■ **Work to complete**
Locate every line in the material below that contains the string "here", treating uppercase and lowercase as distinct, and copy each such line.

■ **Materials provided**
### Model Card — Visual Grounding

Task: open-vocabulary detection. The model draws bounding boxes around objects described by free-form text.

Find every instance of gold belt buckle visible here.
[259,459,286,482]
==
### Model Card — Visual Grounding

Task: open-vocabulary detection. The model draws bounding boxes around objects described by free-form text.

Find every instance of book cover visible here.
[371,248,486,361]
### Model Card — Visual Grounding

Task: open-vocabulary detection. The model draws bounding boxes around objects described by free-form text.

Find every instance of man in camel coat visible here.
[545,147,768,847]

■ **Exercise answer**
Find every instance of gold belt buckle visible here.
Find every instance of book cover visible here.
Find every instance of man in camel coat visible here.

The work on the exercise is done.